* _Фрагмент текста_:
═══

Выучи наизусть «Сочинения» Джона Вулмана; и люби ранних квакеров.
Насколько последователи этих добрых людей в наши дни сохранили первобытный дух или в какой пропорции они заменили его формальностью, может определить только Судья Духов. Я видел лица на их собраниях, на которых видимым образом покоился голубь. Другие же, за которыми я наблюдал, когда мои мысли должны были быть заняты чем-то лучшим, не выражали ничего, кроме пустой бессмысленности. Но во всех них была тишина, и склонность к единодушию, и отсутствие яростных полемических порывов. Если духовные притязания квакеров и ослабли, по крайней мере, они предъявляют мало претензий. Лицемерами в своих проповедях они точно не являются. Редко можно увидеть, чтобы кто-то из них встал, чтобы произнести речь. Лишь изредка слышится дрожащий, женский, обычно старческий голос — вы не можете угадать, из какой части собрания он исходит — с низким, жужжащим, музыкальным звуком, произносящий несколько слов, которые «она посчитала подходящими для состояния некоторых присутствующих», с дрожащей неуверенностью, которая не оставляет возможности предположить, что в этом было хоть что-то от женского тщеславия, когда тона были столь полны нежности и сдерживающей скромности. Мужчины, насколько я заметил, говорят реже.

═══

* _Имеющиеся данные_:
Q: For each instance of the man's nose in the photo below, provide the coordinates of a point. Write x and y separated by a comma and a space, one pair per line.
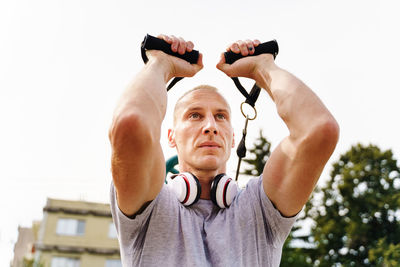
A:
210, 126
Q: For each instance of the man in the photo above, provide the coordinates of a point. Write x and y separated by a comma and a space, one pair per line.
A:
154, 228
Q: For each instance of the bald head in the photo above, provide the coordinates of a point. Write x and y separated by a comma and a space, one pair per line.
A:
181, 101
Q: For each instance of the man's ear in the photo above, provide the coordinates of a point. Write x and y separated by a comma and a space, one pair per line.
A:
171, 138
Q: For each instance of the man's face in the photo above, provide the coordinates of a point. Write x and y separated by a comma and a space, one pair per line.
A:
203, 134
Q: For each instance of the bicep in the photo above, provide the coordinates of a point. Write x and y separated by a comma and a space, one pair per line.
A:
138, 167
292, 171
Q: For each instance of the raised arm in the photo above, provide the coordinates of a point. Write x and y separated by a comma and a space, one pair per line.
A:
138, 166
295, 165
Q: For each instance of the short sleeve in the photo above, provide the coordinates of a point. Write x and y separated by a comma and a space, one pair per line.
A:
266, 213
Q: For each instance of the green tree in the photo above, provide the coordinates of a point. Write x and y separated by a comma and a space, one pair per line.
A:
356, 213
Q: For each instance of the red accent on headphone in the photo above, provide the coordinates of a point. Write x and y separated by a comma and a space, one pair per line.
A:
187, 187
224, 192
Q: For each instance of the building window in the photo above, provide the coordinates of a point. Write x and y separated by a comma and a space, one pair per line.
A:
70, 227
65, 262
113, 263
112, 232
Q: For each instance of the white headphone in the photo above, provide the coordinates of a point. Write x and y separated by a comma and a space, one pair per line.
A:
187, 188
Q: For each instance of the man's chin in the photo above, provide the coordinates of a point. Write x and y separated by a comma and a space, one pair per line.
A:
210, 163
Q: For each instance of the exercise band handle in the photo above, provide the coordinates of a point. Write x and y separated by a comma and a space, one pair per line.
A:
154, 43
270, 47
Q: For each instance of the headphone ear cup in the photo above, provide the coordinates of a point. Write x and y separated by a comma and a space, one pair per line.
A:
186, 187
223, 190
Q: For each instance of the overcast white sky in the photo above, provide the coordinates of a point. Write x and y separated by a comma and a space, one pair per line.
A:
64, 64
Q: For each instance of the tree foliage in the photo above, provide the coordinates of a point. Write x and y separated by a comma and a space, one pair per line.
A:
356, 213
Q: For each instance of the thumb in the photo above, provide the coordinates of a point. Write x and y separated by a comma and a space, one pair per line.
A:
221, 65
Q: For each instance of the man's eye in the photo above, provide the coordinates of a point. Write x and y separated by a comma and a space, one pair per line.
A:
221, 116
194, 116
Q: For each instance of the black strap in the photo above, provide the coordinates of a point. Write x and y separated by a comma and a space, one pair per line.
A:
270, 47
154, 43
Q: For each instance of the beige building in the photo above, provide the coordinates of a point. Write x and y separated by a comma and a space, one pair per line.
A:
76, 234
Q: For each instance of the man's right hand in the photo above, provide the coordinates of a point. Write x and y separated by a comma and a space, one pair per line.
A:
174, 66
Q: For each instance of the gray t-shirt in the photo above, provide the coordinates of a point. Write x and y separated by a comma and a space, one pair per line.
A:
251, 232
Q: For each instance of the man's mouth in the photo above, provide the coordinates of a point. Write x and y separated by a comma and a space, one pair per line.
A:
209, 145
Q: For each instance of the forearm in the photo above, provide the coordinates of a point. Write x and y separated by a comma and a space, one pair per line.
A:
146, 96
298, 106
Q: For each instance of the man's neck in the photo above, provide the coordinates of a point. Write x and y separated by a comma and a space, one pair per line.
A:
205, 178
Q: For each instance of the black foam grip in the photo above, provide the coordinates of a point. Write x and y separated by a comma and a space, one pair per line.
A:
270, 47
154, 43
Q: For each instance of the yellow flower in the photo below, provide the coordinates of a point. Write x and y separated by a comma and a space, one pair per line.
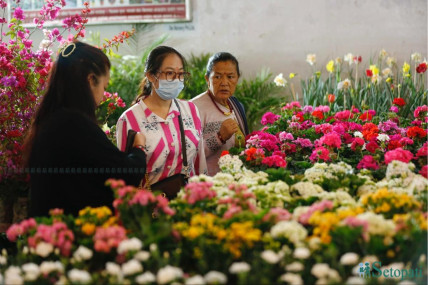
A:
88, 229
374, 69
406, 68
330, 66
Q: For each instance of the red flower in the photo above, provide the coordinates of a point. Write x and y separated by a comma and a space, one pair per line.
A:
318, 114
416, 131
366, 116
421, 68
13, 134
399, 102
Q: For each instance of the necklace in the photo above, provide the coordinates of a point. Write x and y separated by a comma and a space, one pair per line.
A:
218, 108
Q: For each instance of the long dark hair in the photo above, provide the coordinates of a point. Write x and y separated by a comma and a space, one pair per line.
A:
221, 57
153, 63
68, 86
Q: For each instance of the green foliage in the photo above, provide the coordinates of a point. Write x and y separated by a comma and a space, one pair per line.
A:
258, 96
196, 65
365, 92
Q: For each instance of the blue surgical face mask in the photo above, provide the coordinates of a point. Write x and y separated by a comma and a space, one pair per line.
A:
169, 90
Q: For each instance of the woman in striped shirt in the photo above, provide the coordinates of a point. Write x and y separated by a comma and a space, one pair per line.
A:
155, 115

═══

Переведите на английский язык предложение «Лицемерами в своих проповедях они точно не являются» из фрагмента о квакерах. Приведённые строки представляют собой самостоятельный материал, не связанный с фрагментом.

They are certainly not hypocrites in their preaching.